Information:

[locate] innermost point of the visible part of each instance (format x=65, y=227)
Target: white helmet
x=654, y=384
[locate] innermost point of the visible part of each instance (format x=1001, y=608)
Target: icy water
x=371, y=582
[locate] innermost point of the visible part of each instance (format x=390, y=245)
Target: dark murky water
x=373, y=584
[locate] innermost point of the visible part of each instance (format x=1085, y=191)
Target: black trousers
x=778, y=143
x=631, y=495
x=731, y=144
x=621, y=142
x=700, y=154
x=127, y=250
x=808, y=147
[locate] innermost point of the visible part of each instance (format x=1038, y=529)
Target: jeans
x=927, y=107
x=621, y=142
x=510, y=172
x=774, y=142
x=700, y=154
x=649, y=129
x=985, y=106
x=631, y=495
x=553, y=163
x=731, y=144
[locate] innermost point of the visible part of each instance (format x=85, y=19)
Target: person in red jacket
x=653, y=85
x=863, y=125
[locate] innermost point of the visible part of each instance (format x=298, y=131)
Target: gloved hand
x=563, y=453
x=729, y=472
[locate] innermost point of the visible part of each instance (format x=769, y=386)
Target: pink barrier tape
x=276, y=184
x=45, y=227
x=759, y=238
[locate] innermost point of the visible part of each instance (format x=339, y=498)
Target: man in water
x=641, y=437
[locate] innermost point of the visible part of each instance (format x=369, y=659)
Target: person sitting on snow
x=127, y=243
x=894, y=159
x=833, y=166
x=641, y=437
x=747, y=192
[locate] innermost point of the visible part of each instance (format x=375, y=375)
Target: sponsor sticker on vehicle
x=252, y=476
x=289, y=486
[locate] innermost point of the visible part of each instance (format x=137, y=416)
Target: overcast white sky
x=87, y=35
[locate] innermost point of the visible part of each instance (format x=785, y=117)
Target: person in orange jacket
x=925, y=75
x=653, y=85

Task description:
Repeat the records above exactly as they appear.

Output of the exercise:
[locate] innermost point of the visible part of each instance (format x=65, y=227)
Target: white helmet
x=654, y=384
[locate] innermost point of the visible part of each instance (format x=1001, y=608)
Target: icy water
x=371, y=582
[locate] innermost point of the visible part of each instance (format x=390, y=245)
Target: dark murky water
x=373, y=584
[locate] innermost point of the visible part of each instance (format x=1085, y=191)
Target: black trousers
x=778, y=143
x=631, y=495
x=731, y=144
x=621, y=142
x=700, y=154
x=127, y=250
x=808, y=147
[locate] innermost point of the visible part of each instance (format x=1038, y=529)
Target: jeans
x=927, y=107
x=621, y=142
x=510, y=172
x=774, y=142
x=700, y=154
x=649, y=129
x=985, y=106
x=631, y=495
x=553, y=163
x=731, y=144
[locate] innermost point of the visible part of each instance (format x=85, y=19)
Target: person in red jacket
x=653, y=85
x=863, y=125
[locate] innermost point of the visible part of each instance (format x=298, y=131)
Target: gloved hand
x=563, y=453
x=729, y=472
[locate] innermost point of the visible part of each instance (format x=769, y=386)
Target: pink barrier tape
x=276, y=184
x=45, y=227
x=759, y=238
[locate] innermost point of the visible part of each instance (format x=339, y=498)
Target: man in water
x=641, y=437
[locate] innermost point of the visible part of each instance (format x=369, y=659)
Target: person sitting on snow
x=127, y=243
x=894, y=159
x=833, y=166
x=641, y=437
x=747, y=192
[locate] innermost point of the visible part of each instance (format x=375, y=375)
Target: sponsor sticker on vehicle
x=252, y=476
x=289, y=486
[locate] innermost point of the visible part of each instance (format x=137, y=416)
Target: overcast white sky
x=87, y=35
[locate] innermost point of the visible part of each instance (format x=785, y=117)
Target: person in orange jacket
x=925, y=75
x=653, y=85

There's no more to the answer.